■ GIVEN TEXT
====
In 2013, he exhibited at The Grand Harvest and won the award for "The 16th Anniversary Grand Harvest Emerging Artist Award".

Nakajima's work was featured in the group exhibition Significant Matters at the Projekt722 space in Brooklyn in 2013. Nakajima's sculpture Stand Here was also featured in The Trip exhibition at Loft 594 Gallery in New York in the same year.

Stand Here would also be displayed at the NY Coo Gallery as part of the solo exhibition From Feet to Art in 2014. “Foot and Boot” became part of the permanent collection at NY Coo Gallery.

Nakajima also participated in the 4th JART or Japanese Emerging Artists Exhibition at the WAH Center. He would go on to participate in future iterations of JART, such as in 2015 and 2016.

In 2014, Nakajima's work was also featured in the National Academy Museum and School’s group exhibition The Paradox of Sculpture alongside works by other visual artists such as Andy Warhol. Nakajima also collaborated with fellow artist Natsuko Hattori on a two-person show titled Integration and Experiment in the World of Art Work at the Ouchi Gallery in Brooklyn.

Nakajima's work was also part of the group exhibition Lapiz.7, which was exhibited at the SARP (Sendai Artist-Run Place) in 2015. In 2015, Nakajima would also participate in exhibitions such as the WAH Center's WAH Bridges Self, TOKYO art crossing BERLIN in Berlin, Germany, Unusually Natural at the Ideal Glass Gallery in New York, and Boundary-less at the Pleiades Gallery.

As a member of the WAH Salon Art Club, Nakajima has participated in the club's annual art shows from 2015–present. His work is also part of the center's permanent collections.

Nakajima's work was featured in the group exhibition Life on Earth at the WAH Center in 2017. He also contributed to the online exhibition show Deep Stretch in 2018.

Nakajima collaborated with Satoshi Okada on a pop-up two-person exhibition titled Two Self Portraits in 2019. In 2019, Nakajima also displayed his work as part of the SJAC's (Society of Japanese and American Creators) third annual exhibition. He would go on to be a featured artist at the SJAC annual exhibitions in 2021 and 2022.

Nakajima participated in the group exhibition Overall There Is No Wall in May 2019. At the 25th Lower East Side Festival of the Arts, Nakajima's 2015 experimental film collaboration with Yuko Uchida, Inside the Cage, was shown. His work was also displayed as part of the online sculpture exhibition FLUX: Vita Mutata.
====
(Region pointing data)
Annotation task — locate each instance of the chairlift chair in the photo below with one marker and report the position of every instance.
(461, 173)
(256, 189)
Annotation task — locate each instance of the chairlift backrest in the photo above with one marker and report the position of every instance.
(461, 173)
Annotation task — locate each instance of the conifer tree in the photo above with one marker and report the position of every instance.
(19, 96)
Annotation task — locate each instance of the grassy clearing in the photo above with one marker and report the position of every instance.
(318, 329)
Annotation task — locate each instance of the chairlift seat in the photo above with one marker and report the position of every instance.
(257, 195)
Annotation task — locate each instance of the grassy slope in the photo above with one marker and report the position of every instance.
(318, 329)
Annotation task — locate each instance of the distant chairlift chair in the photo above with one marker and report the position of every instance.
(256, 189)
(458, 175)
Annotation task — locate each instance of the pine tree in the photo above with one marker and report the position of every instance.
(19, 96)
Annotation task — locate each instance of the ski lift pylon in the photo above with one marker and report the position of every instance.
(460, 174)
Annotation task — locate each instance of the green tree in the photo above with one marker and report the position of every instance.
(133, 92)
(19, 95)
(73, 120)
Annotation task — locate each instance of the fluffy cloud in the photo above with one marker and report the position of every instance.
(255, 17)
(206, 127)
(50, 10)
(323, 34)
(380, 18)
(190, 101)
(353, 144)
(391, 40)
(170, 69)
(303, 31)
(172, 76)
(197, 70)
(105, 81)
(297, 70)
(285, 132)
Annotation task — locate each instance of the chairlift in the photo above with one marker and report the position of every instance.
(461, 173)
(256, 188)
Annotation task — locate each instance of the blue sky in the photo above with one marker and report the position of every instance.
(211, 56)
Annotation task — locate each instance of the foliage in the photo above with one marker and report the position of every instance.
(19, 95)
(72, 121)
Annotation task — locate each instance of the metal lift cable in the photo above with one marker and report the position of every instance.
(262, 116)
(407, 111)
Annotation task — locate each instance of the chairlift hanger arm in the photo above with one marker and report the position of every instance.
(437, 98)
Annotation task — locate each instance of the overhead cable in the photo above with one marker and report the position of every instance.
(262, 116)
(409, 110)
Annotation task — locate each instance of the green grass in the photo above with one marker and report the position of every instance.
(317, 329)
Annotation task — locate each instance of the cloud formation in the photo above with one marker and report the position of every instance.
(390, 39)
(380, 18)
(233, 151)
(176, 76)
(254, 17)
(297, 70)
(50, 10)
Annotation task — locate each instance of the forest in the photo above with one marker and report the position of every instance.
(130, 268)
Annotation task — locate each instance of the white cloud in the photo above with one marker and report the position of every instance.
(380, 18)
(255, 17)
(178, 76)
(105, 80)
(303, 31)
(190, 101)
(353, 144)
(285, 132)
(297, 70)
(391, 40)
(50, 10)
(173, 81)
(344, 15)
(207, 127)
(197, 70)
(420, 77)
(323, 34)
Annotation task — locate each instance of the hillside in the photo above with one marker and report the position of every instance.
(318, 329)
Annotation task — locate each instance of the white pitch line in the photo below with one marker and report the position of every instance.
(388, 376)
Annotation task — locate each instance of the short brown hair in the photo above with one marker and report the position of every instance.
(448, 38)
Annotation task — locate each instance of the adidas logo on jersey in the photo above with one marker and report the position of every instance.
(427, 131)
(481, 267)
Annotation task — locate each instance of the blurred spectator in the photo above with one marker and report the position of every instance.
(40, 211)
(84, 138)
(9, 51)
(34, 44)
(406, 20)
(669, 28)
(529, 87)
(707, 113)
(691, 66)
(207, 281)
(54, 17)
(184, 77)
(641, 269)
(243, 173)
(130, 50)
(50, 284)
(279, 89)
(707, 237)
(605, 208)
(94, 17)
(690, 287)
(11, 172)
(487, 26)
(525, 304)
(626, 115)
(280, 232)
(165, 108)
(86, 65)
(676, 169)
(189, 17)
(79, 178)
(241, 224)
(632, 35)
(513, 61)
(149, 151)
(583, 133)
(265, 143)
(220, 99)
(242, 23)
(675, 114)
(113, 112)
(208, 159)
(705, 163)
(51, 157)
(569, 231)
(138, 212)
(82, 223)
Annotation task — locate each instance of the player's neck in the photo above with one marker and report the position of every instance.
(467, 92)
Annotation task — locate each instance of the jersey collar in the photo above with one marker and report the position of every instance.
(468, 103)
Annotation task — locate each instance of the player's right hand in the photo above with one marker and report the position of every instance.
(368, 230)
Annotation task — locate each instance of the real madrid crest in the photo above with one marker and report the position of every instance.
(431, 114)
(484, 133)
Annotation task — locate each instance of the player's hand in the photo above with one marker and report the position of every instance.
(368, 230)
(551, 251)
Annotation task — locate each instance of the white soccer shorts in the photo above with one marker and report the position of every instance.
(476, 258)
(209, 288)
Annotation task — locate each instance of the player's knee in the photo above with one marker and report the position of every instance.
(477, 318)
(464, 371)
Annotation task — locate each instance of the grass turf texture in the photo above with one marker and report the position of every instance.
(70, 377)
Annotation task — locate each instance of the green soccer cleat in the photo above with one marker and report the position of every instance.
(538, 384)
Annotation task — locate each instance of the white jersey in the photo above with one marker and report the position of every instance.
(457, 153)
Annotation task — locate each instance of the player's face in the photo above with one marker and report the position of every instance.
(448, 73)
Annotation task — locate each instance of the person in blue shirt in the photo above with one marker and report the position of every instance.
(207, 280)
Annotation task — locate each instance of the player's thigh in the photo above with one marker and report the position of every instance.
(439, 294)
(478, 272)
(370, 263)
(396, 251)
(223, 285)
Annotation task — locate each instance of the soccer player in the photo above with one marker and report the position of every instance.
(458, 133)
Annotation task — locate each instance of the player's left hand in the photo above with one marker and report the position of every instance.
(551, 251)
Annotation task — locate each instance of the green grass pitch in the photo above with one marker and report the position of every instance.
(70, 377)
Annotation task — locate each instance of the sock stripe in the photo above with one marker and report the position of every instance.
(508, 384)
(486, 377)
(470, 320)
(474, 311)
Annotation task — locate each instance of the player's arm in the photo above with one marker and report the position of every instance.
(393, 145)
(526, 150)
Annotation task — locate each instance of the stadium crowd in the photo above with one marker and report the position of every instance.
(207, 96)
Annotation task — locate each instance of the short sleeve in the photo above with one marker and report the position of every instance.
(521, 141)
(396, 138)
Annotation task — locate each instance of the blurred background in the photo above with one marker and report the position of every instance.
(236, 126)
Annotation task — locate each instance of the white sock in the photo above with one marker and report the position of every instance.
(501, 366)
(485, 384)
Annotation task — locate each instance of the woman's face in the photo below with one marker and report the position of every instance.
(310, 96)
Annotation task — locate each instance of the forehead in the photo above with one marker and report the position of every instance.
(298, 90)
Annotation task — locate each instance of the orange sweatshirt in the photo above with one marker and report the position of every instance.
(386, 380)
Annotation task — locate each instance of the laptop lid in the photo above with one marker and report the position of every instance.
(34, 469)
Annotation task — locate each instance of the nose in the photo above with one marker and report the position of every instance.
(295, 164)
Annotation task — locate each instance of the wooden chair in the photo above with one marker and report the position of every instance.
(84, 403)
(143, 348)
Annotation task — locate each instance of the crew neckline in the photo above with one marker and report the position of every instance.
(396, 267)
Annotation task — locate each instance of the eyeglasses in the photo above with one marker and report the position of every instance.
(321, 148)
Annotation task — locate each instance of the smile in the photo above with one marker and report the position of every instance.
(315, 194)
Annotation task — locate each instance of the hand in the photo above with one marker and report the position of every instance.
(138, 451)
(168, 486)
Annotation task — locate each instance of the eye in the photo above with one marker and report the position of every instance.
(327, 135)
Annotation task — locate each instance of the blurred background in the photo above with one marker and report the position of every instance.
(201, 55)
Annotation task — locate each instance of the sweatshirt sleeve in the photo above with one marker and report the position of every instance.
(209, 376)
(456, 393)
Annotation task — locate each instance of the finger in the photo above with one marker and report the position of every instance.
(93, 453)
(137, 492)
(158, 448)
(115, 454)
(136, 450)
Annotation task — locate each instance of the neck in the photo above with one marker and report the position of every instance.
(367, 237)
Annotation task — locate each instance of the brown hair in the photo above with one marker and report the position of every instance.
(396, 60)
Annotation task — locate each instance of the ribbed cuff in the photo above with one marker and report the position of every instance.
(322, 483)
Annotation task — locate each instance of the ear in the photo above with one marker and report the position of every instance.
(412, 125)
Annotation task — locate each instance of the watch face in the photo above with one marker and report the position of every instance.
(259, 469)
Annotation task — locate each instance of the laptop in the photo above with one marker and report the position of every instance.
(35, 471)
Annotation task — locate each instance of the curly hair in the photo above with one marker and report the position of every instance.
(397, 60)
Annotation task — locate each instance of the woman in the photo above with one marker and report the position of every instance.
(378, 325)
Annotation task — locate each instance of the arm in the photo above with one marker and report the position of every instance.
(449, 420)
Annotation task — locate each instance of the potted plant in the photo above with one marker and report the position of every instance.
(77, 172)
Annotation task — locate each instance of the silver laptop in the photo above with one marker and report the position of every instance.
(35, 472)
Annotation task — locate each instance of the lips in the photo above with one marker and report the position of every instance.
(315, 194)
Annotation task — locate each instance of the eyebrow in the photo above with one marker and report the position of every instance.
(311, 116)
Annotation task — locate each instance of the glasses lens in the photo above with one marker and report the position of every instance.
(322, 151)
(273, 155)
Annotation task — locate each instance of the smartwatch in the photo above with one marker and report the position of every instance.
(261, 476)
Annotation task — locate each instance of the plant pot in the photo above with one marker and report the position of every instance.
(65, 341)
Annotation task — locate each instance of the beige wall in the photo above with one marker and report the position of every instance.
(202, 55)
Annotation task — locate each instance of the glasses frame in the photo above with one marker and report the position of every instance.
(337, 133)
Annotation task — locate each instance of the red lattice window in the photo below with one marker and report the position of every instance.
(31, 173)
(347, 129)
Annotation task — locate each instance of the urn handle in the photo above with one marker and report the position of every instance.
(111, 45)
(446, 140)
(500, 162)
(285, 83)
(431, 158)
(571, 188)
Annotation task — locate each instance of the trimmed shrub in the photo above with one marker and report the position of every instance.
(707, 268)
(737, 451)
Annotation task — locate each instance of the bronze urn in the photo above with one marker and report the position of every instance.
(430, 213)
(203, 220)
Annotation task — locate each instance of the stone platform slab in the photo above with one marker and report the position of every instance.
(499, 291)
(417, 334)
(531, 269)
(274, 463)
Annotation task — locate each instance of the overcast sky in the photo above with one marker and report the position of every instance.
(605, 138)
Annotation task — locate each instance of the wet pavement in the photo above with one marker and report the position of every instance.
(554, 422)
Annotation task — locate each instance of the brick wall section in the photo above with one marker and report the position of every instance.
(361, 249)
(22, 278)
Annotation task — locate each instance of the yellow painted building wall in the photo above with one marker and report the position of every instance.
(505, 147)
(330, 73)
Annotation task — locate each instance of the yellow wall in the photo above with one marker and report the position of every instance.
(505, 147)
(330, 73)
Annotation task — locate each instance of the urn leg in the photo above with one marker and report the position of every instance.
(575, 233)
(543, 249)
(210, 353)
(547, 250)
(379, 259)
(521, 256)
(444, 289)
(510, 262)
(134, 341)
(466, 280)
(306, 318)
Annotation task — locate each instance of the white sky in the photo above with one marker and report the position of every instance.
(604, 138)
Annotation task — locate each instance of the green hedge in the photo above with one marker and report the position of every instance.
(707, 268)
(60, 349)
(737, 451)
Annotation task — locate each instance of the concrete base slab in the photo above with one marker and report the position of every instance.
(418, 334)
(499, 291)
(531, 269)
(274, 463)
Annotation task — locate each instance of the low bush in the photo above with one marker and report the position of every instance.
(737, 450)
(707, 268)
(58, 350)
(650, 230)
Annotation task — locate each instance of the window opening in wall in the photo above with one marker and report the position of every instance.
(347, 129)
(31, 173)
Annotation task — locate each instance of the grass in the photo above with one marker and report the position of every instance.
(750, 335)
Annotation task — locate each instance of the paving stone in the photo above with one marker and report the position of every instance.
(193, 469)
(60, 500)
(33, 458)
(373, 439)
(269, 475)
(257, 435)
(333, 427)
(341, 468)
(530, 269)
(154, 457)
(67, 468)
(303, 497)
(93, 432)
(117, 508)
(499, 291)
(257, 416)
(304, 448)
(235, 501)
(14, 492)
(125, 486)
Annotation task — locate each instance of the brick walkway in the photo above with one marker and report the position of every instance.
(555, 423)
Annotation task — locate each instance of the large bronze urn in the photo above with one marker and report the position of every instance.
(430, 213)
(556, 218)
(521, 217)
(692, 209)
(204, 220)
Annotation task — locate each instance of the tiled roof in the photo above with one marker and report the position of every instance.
====
■ BRIEF
From the text on Nakajima's exhibitions, rewrite the part starting at "As a member" and ending at "Stretch in 2018.", substituting "Long Reach" for "Deep Stretch". The records have nothing to do with the text and can be ignored.

■ ANSWER TO THIS EXERCISE
As a member of the WAH Salon Art Club, Nakajima has participated in the club's annual art shows from 2015–present. His work is also part of the center's permanent collections.

Nakajima's work was featured in the group exhibition Life on Earth at the WAH Center in 2017. He also contributed to the online exhibition show Long Reach in 2018.